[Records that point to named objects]
◆ ◆ ◆
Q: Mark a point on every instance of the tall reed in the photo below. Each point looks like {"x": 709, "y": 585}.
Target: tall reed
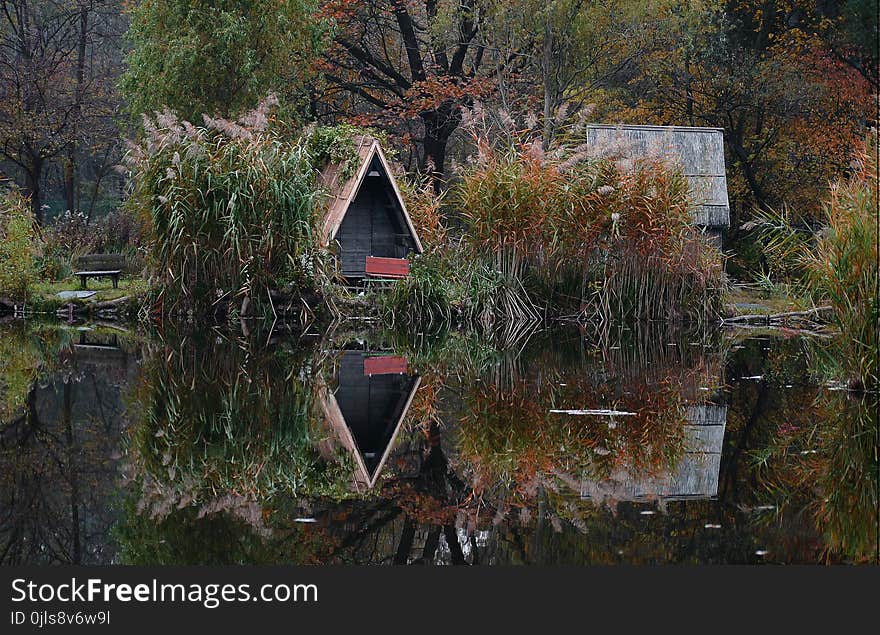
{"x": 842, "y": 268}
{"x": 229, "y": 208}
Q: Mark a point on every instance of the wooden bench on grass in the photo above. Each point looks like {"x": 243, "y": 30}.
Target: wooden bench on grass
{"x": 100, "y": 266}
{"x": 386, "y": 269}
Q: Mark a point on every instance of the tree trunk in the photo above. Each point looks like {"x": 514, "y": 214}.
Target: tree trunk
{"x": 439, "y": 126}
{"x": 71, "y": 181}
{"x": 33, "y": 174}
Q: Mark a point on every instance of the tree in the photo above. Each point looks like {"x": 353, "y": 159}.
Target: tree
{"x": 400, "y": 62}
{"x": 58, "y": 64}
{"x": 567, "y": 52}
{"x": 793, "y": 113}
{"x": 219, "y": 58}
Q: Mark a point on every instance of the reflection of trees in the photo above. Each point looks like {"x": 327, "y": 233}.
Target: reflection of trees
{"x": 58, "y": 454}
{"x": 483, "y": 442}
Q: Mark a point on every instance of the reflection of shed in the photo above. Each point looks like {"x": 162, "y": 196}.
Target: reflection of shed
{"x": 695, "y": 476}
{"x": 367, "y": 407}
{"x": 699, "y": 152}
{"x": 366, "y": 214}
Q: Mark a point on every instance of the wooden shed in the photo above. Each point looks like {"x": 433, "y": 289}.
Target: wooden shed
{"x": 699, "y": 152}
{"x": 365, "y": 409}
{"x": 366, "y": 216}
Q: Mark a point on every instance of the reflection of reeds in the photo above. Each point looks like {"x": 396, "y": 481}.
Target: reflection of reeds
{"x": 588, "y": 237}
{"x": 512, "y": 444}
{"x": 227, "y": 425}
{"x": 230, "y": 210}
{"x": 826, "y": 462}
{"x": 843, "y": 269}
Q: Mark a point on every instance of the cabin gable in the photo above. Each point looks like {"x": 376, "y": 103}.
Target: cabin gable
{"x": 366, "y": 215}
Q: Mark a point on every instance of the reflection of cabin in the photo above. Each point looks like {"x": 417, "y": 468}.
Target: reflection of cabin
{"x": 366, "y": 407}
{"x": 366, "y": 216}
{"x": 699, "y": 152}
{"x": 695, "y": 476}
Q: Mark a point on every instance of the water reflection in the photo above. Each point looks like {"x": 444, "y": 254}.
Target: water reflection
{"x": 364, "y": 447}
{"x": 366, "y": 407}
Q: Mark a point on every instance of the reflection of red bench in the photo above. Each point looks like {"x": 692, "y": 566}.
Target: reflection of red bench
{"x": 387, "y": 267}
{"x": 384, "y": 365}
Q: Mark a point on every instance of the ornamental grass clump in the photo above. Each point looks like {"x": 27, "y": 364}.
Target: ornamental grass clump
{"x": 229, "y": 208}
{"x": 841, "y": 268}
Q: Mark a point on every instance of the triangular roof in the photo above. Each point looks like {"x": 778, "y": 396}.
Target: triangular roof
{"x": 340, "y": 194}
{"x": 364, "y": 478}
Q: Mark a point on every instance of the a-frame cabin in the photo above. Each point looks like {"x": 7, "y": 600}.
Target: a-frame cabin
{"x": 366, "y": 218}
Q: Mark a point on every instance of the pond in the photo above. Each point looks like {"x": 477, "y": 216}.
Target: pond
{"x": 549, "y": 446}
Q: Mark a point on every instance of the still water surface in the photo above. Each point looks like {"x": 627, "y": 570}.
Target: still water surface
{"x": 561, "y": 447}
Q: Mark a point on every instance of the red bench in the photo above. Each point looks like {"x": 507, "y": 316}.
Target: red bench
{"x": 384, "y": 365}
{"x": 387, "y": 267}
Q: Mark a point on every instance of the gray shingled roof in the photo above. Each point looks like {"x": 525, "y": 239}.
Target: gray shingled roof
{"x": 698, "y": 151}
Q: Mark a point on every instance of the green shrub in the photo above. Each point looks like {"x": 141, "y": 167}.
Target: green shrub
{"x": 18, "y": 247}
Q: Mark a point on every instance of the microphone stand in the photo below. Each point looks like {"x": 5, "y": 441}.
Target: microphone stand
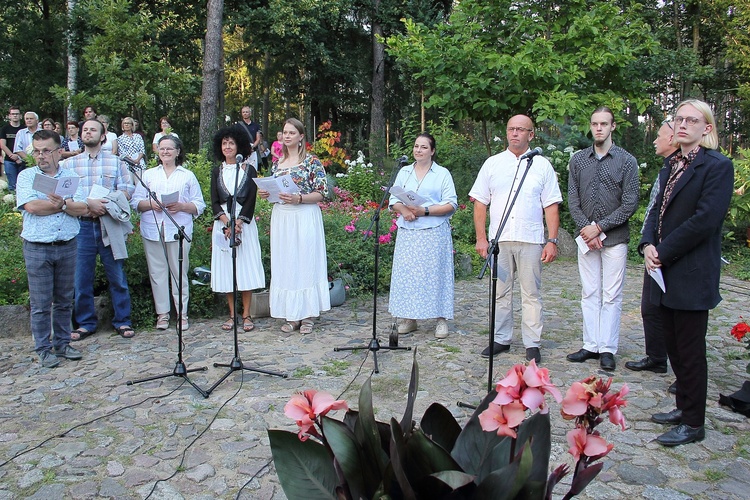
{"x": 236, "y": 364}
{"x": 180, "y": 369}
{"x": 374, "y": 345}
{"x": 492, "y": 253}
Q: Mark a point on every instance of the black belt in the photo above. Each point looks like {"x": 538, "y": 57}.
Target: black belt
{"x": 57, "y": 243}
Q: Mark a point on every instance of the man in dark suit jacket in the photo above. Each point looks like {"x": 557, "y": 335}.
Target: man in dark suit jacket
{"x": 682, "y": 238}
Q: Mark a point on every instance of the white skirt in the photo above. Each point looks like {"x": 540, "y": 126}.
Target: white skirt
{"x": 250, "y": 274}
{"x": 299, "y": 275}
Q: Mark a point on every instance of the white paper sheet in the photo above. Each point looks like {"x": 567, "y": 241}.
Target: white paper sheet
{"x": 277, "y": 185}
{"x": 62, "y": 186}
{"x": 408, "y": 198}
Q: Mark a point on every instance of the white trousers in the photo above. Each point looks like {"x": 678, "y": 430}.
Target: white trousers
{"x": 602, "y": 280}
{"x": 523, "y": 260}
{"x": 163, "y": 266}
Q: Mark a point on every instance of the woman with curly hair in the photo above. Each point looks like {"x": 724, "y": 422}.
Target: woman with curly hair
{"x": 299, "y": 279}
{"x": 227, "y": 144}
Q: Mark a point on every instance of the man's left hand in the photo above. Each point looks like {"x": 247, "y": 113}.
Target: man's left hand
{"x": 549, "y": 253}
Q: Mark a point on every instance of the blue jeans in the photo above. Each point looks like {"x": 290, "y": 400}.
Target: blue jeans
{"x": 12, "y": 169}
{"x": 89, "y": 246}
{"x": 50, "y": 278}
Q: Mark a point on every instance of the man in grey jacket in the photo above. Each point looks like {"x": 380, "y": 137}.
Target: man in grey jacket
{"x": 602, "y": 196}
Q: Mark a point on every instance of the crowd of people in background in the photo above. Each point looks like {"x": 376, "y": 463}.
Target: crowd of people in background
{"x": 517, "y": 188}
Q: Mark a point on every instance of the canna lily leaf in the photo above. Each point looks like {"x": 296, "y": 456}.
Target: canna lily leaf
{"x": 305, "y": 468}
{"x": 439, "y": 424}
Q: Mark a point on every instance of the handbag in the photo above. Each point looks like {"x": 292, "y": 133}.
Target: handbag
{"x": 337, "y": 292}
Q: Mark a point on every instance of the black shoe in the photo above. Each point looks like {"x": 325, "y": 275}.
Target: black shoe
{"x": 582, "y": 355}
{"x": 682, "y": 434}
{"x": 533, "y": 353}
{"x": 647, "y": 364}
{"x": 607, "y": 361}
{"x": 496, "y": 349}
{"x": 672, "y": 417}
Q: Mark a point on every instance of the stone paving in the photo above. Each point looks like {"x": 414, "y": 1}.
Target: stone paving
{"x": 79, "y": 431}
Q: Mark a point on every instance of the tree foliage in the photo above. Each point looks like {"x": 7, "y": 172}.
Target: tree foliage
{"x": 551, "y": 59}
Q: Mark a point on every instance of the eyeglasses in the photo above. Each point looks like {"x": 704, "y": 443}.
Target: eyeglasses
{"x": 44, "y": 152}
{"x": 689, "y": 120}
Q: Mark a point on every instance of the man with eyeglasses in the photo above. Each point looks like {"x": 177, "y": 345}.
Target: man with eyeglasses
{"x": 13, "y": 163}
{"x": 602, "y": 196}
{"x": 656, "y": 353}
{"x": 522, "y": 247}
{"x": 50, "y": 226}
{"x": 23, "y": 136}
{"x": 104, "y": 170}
◆ ◆ ◆
> **What the task requires**
Reproduce every one of the lines above word for word, omitting the pictures.

> **Solution to the problem**
Q: Mark a point on every instance of the tall reed in the photo below. Each point looks like {"x": 709, "y": 585}.
Target: tall reed
{"x": 842, "y": 268}
{"x": 229, "y": 208}
Q: Mark a point on every instance of the wooden bench on grass in the photo above. Each point looks like {"x": 243, "y": 30}.
Target: wooden bench on grass
{"x": 100, "y": 266}
{"x": 386, "y": 269}
Q: Mark a point on every instance of the tree trunk in the photo above. Each point looks like {"x": 514, "y": 214}.
Target: tree trunk
{"x": 439, "y": 126}
{"x": 71, "y": 181}
{"x": 33, "y": 174}
Q: Mark a point on every instance of the tree in the photo above. Each point looks like {"x": 353, "y": 159}.
Target: tree
{"x": 400, "y": 62}
{"x": 58, "y": 64}
{"x": 567, "y": 52}
{"x": 793, "y": 113}
{"x": 219, "y": 58}
Q: Mark a point on every instance of the reflection of trees in the photo above. Each point looks like {"x": 327, "y": 233}.
Target: reflection of trees
{"x": 58, "y": 454}
{"x": 483, "y": 442}
Q: Mark a point on every instance of the reflection of shed in the photo above. Each point looks like {"x": 162, "y": 196}.
Target: reflection of shed
{"x": 695, "y": 476}
{"x": 367, "y": 407}
{"x": 699, "y": 152}
{"x": 366, "y": 214}
Q: Mark a point on every instance of the wooden shed in the photo above. Each point looks like {"x": 433, "y": 289}.
Target: wooden shed
{"x": 699, "y": 152}
{"x": 365, "y": 409}
{"x": 366, "y": 216}
Q: Mark a point on every instance of the reflection of reeds in the photo above. Each point looks like {"x": 396, "y": 481}.
Target: reflection of reeds
{"x": 588, "y": 237}
{"x": 512, "y": 444}
{"x": 227, "y": 425}
{"x": 230, "y": 210}
{"x": 826, "y": 462}
{"x": 843, "y": 269}
Q: Mark a point on every instance of the cabin gable in the photo above. Each point looks like {"x": 376, "y": 103}.
Target: cabin gable
{"x": 366, "y": 215}
Q: Mark a point on every instance of the reflection of cabin in the photo above. Each point looks like {"x": 417, "y": 468}.
Target: reflection of cabin
{"x": 366, "y": 407}
{"x": 366, "y": 216}
{"x": 699, "y": 152}
{"x": 695, "y": 476}
Q: Mark a point on every instance of the water reflection in the photo above. Each point looks like {"x": 444, "y": 254}.
Target: water reflection
{"x": 364, "y": 447}
{"x": 366, "y": 407}
Q: Mark a point on every instance of the reflection of red bench in the photo above. Each point looks like {"x": 692, "y": 566}.
Target: reflection of red bench
{"x": 387, "y": 267}
{"x": 384, "y": 365}
Q: Mark a point on every instance of the ornamental grass clump in the photo above. Each point looks like {"x": 27, "y": 364}.
Target: ornamental grass clump
{"x": 229, "y": 208}
{"x": 841, "y": 268}
Q: Mark a point on every instance of the triangular roof in the photo above. Each point looks like {"x": 778, "y": 396}.
Target: triangular roof
{"x": 340, "y": 194}
{"x": 364, "y": 478}
Q: Mark a point on every instance of the a-frame cabin in the photo above. Each point looks like {"x": 7, "y": 600}.
Target: a-frame cabin
{"x": 366, "y": 218}
Q: Mark a point on every instance of the pond in the photo above. Each point looks like {"x": 477, "y": 216}.
Target: pond
{"x": 549, "y": 446}
Q: Mark a point on every instance of the still water surface in the photo above. Each point looks like {"x": 627, "y": 570}.
Target: still water surface
{"x": 561, "y": 447}
Q: Mark a point on every instance of the red bench in the photo above. Each point looks like {"x": 507, "y": 316}.
Target: red bench
{"x": 384, "y": 365}
{"x": 387, "y": 267}
Q: Mark a point on every instance of the gray shingled roof in the photo above. Each point looks like {"x": 525, "y": 239}.
Target: gray shingled roof
{"x": 698, "y": 151}
Q: Mark a point on every instance of the green shrub in the photo above. Each point looks like {"x": 141, "y": 167}.
Target: green shrub
{"x": 18, "y": 247}
Q: Mark a point on every instance of the microphone stand in the photo below. Each point looks like {"x": 5, "y": 441}.
Target: microphone stand
{"x": 236, "y": 364}
{"x": 180, "y": 369}
{"x": 374, "y": 345}
{"x": 492, "y": 253}
Q: Mark a point on every instance of the black belt in the photo above. Each point looks like {"x": 538, "y": 57}.
Target: black belt
{"x": 57, "y": 243}
Q: Mark a point on every instance of the man in dark suit jacket in the photo above. Each point looks like {"x": 557, "y": 335}.
Target: man in dark suit jacket
{"x": 682, "y": 238}
Q: Mark a point on every instance of the white skirt in the photo above. Each point looks like {"x": 540, "y": 126}.
Target: white skirt
{"x": 250, "y": 274}
{"x": 299, "y": 275}
Q: Mark a point on every instance of the white paper sheet in the photo above. Each point looks like {"x": 567, "y": 241}.
Target: white paper sheet
{"x": 277, "y": 185}
{"x": 62, "y": 186}
{"x": 408, "y": 198}
Q: Mark a point on every instance of the white trousers in the photo above. Each point looks like {"x": 678, "y": 430}.
Target: white trousers
{"x": 602, "y": 280}
{"x": 523, "y": 260}
{"x": 163, "y": 266}
Q: Mark a point on every instance of the woman with curly hair in the photo above. Each point looks like {"x": 724, "y": 422}.
Target: woman with curly hair
{"x": 299, "y": 279}
{"x": 227, "y": 144}
Q: Mark a point on every instance of the man's left hand in the photo above. Each point looks like {"x": 247, "y": 113}.
Target: man's left hand
{"x": 549, "y": 253}
Q: Mark a point on every instance of the blue jeans in the photo above. Each point looks like {"x": 290, "y": 400}.
Target: blue jeans
{"x": 12, "y": 169}
{"x": 89, "y": 246}
{"x": 50, "y": 278}
Q: Mark a point on every instance of the man in grey jacket in the photo above. Each point looks like {"x": 380, "y": 137}.
Target: man in grey jacket
{"x": 602, "y": 196}
Q: Mark a point on every instance of the crowd of people in background in the photo above. Each point looks like {"x": 376, "y": 463}.
Target: crowd of people in background
{"x": 517, "y": 188}
Q: Mark a point on every instance of the canna lily leaf in the photo above. Each point looks like {"x": 296, "y": 456}.
Target: canna lily leaf
{"x": 305, "y": 468}
{"x": 439, "y": 424}
Q: Mark a point on every instance of the handbag in the photo above. Each point looks like {"x": 292, "y": 133}.
Target: handbag
{"x": 337, "y": 292}
Q: Mark a point on every instance of the black shoe in the photo above. Each point looks like {"x": 325, "y": 275}.
Target: black shoe
{"x": 582, "y": 355}
{"x": 682, "y": 434}
{"x": 533, "y": 353}
{"x": 647, "y": 364}
{"x": 607, "y": 361}
{"x": 496, "y": 349}
{"x": 672, "y": 417}
Q: Mark a point on every instance of the stone paving in the photo above. Each point looks like {"x": 414, "y": 1}.
Target: stone paving
{"x": 79, "y": 431}
Q: Mark a point on every instance of the tree foliage in the photo above. Each point looks like {"x": 7, "y": 172}.
Target: tree foliage
{"x": 551, "y": 59}
Q: Mark a point on every instance of the eyeglasses in the photo above. Each point looks like {"x": 704, "y": 443}.
Target: eyeglasses
{"x": 44, "y": 152}
{"x": 689, "y": 120}
Q: Mark a point on every instance of the man with eyeglasses in the photo above. Each point looks like {"x": 177, "y": 345}.
Target: man with eyeglasses
{"x": 13, "y": 163}
{"x": 602, "y": 196}
{"x": 656, "y": 353}
{"x": 522, "y": 247}
{"x": 50, "y": 226}
{"x": 23, "y": 136}
{"x": 104, "y": 170}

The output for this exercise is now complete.